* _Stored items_
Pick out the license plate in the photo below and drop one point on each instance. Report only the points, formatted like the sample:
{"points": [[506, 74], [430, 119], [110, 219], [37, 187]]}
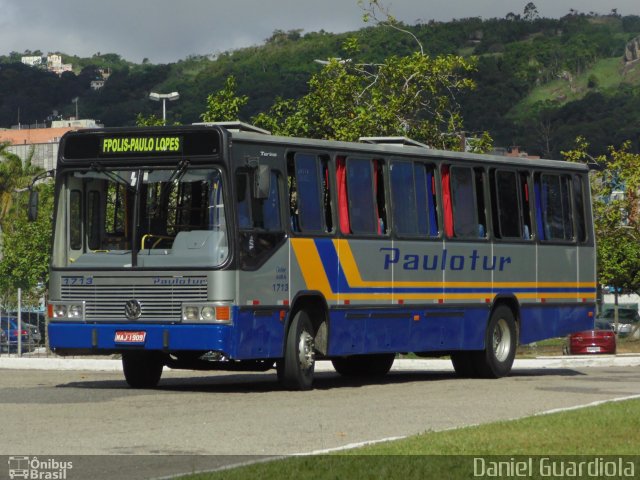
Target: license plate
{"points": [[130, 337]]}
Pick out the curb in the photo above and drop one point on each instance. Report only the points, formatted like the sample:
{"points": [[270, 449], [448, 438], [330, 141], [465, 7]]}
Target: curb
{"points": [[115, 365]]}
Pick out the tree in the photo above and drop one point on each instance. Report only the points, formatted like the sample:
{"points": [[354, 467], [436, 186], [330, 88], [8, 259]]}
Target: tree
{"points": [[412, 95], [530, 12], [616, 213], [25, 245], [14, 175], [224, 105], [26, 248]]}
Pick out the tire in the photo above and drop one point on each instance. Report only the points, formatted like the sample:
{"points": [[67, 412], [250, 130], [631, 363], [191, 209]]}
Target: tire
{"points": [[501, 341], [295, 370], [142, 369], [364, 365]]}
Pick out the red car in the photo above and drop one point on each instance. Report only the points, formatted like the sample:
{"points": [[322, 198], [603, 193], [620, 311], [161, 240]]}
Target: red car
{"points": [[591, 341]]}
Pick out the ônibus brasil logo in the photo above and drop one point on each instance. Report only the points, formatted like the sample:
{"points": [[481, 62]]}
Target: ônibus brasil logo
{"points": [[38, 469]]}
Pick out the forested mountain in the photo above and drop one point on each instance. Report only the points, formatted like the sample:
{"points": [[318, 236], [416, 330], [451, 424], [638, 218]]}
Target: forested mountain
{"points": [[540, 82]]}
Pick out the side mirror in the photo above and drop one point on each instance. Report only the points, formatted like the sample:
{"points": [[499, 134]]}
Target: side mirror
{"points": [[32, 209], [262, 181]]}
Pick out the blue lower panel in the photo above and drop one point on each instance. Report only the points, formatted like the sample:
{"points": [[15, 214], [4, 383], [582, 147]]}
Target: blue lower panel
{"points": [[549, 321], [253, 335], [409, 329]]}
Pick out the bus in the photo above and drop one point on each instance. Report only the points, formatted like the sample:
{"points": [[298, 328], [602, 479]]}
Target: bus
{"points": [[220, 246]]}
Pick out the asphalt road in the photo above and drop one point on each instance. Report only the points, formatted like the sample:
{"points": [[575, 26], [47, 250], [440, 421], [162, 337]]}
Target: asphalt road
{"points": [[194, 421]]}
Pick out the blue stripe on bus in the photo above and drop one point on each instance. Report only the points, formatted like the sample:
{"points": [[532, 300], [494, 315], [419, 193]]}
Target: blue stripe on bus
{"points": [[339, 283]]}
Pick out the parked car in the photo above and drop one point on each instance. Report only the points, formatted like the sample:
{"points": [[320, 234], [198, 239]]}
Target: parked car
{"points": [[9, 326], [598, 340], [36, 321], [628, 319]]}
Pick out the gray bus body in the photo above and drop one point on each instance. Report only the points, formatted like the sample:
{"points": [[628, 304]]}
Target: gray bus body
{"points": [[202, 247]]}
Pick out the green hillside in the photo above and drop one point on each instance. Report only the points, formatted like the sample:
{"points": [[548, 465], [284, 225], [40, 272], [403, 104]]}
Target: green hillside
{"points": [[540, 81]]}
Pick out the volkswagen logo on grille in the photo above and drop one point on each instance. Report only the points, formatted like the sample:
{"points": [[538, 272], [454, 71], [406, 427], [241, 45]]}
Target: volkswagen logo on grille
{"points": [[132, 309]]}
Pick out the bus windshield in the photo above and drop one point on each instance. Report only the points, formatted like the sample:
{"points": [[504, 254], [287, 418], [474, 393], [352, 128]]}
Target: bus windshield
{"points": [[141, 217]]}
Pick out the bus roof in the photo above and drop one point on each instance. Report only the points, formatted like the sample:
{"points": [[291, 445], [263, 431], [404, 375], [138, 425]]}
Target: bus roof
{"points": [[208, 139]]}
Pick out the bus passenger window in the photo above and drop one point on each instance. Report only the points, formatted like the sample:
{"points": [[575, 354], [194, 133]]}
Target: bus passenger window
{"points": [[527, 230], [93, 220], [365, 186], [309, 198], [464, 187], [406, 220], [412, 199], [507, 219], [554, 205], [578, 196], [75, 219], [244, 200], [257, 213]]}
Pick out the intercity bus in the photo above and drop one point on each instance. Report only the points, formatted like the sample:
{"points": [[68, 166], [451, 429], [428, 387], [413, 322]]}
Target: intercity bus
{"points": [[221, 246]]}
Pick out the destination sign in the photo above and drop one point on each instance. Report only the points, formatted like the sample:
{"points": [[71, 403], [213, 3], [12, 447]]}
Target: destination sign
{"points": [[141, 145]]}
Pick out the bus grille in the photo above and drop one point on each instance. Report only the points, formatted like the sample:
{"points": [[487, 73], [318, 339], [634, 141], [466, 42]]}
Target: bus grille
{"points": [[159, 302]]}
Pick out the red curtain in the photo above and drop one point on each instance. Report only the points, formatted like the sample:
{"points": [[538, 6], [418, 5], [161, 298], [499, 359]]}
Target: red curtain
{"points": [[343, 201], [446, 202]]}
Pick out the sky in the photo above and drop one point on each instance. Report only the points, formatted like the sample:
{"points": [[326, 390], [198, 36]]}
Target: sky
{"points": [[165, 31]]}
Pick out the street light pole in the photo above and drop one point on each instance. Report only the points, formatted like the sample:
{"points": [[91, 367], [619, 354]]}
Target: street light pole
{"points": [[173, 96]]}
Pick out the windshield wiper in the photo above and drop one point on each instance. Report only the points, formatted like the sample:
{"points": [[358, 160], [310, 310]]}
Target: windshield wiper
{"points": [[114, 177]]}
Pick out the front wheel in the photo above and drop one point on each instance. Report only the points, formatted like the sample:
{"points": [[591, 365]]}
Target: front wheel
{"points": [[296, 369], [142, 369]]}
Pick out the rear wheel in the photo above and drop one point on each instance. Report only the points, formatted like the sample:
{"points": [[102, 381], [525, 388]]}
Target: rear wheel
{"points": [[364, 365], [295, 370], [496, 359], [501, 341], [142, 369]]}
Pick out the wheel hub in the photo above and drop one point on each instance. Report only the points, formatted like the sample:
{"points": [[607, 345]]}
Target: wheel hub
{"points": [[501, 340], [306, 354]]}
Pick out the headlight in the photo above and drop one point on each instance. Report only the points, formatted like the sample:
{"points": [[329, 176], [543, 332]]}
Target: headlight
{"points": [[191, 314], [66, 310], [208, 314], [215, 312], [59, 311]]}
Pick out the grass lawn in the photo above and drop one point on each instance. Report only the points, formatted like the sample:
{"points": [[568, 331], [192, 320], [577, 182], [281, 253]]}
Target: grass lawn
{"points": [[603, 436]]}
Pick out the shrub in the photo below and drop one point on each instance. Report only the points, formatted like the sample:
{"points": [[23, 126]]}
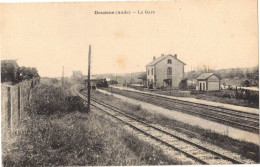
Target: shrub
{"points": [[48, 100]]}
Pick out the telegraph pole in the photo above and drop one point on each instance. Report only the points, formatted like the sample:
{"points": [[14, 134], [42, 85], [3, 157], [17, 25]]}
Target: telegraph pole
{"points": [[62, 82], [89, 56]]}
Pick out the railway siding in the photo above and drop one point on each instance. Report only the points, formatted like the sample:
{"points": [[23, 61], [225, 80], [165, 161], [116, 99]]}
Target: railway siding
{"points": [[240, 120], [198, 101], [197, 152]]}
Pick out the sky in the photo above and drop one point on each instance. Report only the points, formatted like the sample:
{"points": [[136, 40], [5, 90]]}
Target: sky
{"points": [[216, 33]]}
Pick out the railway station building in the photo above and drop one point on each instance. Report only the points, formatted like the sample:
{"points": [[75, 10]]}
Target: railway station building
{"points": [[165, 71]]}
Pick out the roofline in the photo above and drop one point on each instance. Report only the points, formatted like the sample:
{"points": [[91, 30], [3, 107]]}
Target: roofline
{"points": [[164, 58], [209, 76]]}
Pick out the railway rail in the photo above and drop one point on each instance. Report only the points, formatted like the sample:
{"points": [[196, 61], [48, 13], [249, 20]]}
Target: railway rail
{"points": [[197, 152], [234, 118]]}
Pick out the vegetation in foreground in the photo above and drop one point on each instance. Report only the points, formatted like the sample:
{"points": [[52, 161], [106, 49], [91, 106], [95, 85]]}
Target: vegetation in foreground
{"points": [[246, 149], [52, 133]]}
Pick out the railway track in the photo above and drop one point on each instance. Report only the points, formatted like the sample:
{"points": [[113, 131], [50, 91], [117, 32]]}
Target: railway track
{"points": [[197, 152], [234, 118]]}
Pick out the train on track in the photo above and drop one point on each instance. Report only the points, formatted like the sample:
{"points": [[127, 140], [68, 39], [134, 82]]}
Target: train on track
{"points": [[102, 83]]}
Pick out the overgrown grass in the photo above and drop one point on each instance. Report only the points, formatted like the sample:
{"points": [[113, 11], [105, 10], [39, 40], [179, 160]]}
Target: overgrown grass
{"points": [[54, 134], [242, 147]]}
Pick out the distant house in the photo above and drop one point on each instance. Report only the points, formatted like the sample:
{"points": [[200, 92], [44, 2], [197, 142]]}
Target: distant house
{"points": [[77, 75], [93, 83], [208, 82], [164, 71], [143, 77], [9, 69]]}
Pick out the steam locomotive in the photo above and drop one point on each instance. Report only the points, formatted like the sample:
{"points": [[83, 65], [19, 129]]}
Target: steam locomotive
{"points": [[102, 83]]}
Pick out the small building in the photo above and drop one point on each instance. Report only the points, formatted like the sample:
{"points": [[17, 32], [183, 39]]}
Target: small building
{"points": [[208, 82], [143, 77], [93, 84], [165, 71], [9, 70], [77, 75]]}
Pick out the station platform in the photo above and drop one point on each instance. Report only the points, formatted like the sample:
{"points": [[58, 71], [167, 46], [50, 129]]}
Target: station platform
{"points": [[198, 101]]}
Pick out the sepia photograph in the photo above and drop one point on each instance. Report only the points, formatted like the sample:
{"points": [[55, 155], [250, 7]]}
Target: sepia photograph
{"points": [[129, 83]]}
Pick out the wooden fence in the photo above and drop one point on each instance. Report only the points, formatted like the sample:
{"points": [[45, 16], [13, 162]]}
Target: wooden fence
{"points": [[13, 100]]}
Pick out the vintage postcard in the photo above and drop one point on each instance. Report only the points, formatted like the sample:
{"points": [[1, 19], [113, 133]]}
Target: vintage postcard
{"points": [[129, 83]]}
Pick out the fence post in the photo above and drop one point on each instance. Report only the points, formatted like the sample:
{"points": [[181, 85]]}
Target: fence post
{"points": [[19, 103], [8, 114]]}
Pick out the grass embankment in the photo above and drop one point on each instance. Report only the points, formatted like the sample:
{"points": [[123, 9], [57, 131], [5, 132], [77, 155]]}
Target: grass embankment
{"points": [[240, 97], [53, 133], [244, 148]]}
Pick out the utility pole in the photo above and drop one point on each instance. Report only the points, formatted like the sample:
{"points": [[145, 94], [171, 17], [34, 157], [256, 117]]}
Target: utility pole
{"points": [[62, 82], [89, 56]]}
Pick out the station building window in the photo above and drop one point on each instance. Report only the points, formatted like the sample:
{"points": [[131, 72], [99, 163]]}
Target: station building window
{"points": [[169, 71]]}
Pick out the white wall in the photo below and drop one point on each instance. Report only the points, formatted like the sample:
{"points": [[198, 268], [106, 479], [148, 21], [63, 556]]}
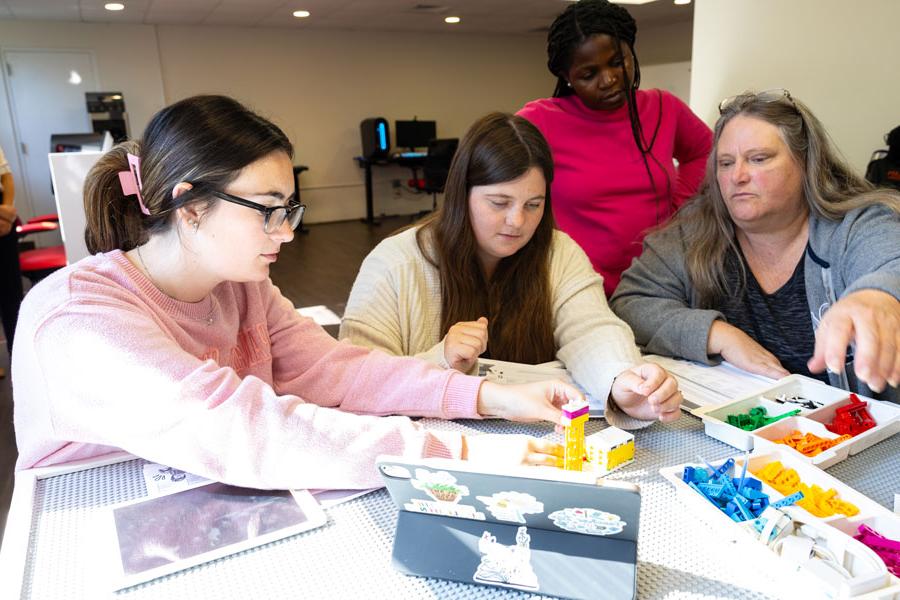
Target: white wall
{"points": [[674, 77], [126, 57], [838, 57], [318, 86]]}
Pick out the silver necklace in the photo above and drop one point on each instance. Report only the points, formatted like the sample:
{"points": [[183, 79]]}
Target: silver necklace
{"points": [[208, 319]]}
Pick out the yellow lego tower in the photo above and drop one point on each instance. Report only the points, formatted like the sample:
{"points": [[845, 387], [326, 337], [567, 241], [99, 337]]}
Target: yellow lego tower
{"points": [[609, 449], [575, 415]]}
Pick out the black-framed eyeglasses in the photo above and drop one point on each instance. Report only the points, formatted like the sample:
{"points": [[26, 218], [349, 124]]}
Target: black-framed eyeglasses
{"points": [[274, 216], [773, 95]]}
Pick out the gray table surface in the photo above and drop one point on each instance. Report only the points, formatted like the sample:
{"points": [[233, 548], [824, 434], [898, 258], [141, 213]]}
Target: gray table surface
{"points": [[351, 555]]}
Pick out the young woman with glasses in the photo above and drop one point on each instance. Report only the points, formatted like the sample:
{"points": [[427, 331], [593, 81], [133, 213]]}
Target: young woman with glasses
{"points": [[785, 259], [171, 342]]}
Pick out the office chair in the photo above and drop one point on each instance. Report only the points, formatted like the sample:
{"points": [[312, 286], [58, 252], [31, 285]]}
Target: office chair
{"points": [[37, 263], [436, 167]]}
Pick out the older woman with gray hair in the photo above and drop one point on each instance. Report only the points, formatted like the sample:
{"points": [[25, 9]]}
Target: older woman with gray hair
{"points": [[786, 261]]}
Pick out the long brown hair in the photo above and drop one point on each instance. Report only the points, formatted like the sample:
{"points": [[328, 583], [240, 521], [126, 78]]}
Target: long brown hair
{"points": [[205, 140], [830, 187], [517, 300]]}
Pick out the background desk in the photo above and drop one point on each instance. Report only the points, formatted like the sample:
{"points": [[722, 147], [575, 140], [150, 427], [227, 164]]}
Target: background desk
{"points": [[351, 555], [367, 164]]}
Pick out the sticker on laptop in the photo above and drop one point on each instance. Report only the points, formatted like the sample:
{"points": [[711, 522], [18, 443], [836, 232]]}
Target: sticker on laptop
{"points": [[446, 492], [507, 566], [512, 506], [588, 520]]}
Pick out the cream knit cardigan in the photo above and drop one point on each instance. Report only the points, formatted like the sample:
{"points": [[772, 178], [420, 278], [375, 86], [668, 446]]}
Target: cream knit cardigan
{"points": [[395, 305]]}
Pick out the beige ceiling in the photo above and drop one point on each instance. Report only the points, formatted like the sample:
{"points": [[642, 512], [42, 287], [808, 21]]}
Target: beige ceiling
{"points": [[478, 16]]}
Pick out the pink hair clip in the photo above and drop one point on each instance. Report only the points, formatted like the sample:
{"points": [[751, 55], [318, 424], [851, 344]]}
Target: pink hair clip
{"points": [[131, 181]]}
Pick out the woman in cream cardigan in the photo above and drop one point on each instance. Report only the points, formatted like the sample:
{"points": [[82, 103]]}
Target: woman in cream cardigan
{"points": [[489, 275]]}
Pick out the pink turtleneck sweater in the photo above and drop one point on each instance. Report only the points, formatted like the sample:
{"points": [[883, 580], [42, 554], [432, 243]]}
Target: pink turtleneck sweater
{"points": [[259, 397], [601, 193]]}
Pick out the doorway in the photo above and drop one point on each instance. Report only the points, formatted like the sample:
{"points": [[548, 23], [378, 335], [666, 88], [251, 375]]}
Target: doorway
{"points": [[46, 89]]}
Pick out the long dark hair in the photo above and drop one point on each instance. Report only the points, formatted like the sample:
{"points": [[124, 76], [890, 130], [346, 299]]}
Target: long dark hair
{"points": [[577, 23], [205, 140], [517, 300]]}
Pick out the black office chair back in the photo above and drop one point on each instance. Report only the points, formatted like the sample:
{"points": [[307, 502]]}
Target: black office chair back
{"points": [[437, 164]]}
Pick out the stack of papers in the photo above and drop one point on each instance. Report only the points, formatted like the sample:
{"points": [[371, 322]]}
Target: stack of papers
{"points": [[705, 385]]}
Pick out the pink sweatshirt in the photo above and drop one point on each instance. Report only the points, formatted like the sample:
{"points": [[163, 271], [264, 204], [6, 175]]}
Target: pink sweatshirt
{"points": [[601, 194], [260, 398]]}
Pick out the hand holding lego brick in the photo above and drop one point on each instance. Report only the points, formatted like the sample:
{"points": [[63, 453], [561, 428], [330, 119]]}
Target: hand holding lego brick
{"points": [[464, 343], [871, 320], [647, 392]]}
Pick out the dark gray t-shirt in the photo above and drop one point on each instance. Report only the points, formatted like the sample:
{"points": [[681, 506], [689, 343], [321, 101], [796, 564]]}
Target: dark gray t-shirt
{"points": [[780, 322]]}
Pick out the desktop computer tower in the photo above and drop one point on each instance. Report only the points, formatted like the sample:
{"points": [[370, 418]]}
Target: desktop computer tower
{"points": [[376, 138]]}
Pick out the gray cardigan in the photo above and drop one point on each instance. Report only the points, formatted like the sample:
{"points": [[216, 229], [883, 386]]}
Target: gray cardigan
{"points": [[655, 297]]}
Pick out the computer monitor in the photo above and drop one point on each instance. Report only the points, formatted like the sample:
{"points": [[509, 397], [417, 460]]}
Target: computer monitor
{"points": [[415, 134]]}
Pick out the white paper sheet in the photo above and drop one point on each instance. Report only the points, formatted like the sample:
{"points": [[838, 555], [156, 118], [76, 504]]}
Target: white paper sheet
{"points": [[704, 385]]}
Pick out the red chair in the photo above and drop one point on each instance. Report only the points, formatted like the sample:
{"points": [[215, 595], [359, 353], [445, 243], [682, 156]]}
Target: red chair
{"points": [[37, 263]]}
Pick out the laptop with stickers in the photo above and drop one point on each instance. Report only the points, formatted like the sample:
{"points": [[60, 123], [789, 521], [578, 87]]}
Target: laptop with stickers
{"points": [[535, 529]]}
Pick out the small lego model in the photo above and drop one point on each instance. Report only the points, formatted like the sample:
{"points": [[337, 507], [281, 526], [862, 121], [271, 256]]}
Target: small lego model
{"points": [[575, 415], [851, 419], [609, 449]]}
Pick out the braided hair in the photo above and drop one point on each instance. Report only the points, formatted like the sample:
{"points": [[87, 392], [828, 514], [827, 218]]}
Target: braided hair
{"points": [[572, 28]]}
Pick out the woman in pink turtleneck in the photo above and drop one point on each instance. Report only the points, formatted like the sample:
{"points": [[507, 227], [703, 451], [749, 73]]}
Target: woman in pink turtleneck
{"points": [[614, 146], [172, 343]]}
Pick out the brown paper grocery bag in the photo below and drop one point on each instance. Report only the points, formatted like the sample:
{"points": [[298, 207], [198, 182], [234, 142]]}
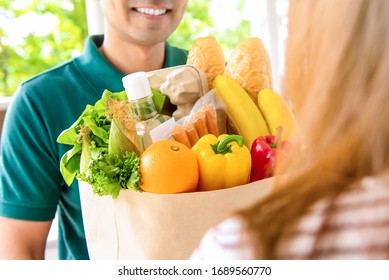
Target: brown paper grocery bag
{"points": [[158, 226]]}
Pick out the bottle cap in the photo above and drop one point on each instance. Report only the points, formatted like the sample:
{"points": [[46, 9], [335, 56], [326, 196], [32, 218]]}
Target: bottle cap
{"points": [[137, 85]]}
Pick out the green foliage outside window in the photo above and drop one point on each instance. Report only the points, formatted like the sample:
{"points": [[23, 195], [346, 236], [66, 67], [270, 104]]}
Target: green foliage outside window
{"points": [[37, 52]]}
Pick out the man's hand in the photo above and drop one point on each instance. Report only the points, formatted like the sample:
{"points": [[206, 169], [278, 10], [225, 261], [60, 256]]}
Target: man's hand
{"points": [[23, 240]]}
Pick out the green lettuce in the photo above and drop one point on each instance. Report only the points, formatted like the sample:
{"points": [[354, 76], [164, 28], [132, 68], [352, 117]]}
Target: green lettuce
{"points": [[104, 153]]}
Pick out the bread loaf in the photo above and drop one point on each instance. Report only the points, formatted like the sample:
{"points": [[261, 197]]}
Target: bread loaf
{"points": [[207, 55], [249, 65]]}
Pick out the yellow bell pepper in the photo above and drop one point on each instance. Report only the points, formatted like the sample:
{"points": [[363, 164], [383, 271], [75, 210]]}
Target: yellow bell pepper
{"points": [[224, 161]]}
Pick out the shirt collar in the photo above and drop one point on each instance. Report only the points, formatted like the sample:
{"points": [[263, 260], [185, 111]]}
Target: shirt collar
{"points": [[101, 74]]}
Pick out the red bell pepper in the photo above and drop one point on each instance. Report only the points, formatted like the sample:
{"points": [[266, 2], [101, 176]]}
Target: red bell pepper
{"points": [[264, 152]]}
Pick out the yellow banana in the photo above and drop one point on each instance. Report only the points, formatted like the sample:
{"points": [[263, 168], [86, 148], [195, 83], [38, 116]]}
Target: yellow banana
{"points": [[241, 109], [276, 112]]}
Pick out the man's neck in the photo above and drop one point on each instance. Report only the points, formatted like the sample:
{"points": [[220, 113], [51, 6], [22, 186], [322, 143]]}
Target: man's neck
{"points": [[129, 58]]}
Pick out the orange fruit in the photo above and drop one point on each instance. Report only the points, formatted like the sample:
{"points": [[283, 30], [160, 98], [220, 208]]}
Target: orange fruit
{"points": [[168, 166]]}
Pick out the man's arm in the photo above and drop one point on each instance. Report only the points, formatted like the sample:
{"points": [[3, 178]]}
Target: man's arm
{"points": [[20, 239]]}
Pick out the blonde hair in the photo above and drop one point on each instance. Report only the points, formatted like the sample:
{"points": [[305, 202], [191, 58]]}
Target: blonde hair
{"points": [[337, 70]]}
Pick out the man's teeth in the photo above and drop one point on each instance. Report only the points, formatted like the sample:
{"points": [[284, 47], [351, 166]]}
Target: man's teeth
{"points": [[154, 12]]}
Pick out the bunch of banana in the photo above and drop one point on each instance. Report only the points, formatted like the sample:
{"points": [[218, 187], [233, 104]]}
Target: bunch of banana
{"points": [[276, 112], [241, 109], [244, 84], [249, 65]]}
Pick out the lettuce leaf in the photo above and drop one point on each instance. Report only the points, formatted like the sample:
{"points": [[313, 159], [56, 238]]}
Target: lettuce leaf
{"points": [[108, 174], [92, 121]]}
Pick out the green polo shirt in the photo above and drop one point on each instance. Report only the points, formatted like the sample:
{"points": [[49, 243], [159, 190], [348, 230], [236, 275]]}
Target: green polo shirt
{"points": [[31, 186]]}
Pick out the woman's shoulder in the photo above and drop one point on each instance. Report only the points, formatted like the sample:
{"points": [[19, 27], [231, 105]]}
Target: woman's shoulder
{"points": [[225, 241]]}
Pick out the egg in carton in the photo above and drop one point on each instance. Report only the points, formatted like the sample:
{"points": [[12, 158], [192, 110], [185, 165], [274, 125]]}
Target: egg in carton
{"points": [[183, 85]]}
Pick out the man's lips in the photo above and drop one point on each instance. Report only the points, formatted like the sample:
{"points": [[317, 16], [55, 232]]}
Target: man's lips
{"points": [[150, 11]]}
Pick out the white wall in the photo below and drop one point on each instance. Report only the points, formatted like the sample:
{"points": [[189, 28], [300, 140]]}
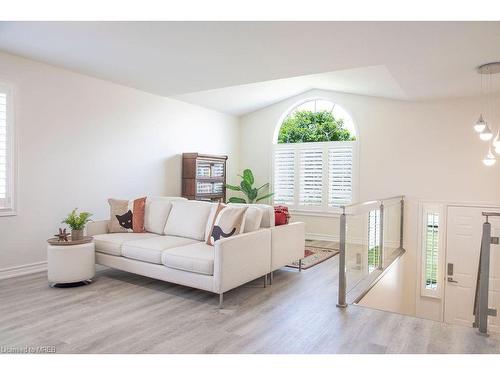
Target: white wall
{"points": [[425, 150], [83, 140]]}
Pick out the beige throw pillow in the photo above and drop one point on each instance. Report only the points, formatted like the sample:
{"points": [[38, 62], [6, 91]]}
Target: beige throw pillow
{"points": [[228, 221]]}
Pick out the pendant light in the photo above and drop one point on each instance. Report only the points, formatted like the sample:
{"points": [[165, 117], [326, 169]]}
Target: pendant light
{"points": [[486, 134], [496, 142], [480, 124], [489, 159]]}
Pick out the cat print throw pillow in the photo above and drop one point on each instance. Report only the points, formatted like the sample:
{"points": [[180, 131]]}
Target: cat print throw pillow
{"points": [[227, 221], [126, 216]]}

* _DIRECTIONS FOR THIS TASK_
Only the lines from the one containing "Pick out the green polo" through the last line of the records above should be repeated, exactly and without pictures.

* _RESPONSE_
Pick out the green polo shirt in the photo above and drop one point on each instance. Report only the points, formatted like the sample:
{"points": [[49, 243], [159, 190], [348, 230], [236, 275]]}
Target: green polo shirt
{"points": [[31, 186]]}
Pick out the woman's shoulder in the photo above and drop one point on each instance. Report only the points, formatted like the sample:
{"points": [[19, 27], [231, 105]]}
Target: woman's shoulder
{"points": [[225, 241]]}
Pick out the egg in carton in the photo above and drop one point on each instance. Report only the points, formatted like the sample:
{"points": [[12, 158], [192, 110], [185, 165], [274, 125]]}
Target: egg in carton
{"points": [[183, 85]]}
Pick out the man's lips in the photo above and drop one point on each instance. Report only the points, formatted like the sample:
{"points": [[317, 16], [55, 232]]}
Target: man's lips
{"points": [[150, 11]]}
Pick out the white wall in the photo below and drop one point on each instance. Report only the points, formatted like the sample:
{"points": [[189, 28], [300, 140]]}
Target: white wall
{"points": [[425, 150], [83, 140]]}
Pick out the beige throw pillow in the photo above and drop one point on each instance. Report only the points, formatted like the sample:
{"points": [[38, 62], [6, 91]]}
Target: beige throw pillow
{"points": [[228, 221]]}
Pick out the pendant light in the photo above and drop one point on each instance. Report only the points, formatted like the sample:
{"points": [[165, 117], [326, 169]]}
Target: pendant light
{"points": [[486, 134], [496, 142], [480, 124], [489, 159]]}
Pick out the cat print throw pillow in the photo above and drop one point on each instance. Report only the points, formatted like the sample:
{"points": [[180, 131]]}
Target: cat print throw pillow
{"points": [[227, 221], [126, 216]]}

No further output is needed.